### WHAT TO DO
Lines from the one with "Task: check that each instance of the black" through the end of the listing below are to be retyped exactly.

>>>

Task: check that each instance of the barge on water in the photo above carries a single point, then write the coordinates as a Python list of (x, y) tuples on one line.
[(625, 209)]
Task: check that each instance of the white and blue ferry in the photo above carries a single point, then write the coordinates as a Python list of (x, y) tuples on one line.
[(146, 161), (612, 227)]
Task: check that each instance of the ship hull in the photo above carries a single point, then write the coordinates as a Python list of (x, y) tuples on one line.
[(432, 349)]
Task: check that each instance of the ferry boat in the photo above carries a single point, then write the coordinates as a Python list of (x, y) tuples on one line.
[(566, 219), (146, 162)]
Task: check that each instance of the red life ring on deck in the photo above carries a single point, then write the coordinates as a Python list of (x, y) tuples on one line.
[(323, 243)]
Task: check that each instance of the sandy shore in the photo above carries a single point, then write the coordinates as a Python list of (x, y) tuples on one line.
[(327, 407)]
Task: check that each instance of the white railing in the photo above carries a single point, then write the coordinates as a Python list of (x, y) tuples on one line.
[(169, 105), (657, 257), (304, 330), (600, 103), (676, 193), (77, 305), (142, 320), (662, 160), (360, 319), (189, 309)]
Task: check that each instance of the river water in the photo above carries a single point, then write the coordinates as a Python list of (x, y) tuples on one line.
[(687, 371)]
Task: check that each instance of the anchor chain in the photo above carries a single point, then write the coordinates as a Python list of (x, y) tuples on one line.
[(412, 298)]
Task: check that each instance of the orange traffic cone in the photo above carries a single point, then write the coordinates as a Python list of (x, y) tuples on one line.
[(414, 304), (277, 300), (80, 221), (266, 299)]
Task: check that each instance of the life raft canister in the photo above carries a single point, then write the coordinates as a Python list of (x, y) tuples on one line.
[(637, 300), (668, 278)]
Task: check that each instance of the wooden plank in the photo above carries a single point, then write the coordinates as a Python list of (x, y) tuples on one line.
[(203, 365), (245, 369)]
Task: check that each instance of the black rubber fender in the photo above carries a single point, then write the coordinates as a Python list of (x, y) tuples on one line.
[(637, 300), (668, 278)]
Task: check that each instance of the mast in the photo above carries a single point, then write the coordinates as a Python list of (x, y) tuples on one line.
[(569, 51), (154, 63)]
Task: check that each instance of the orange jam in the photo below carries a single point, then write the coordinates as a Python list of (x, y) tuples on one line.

<<<

### SOLUTION TO THE EXERCISE
Task: check that each instance of the black rubber fender in the photo above carries a single point, then write the coordinates as a Python list of (x, y) tuples on one line.
[(637, 300), (668, 278)]
Task: check that each instance of the mast in the photo above carries a single point, then write the coordinates as a Python list of (x, y) tuples on one line.
[(569, 51), (154, 63)]
Task: check that each instance of the orange jam in the photo below carries a single point, then write the coordinates as a Python list of (x, y) tuples on one line.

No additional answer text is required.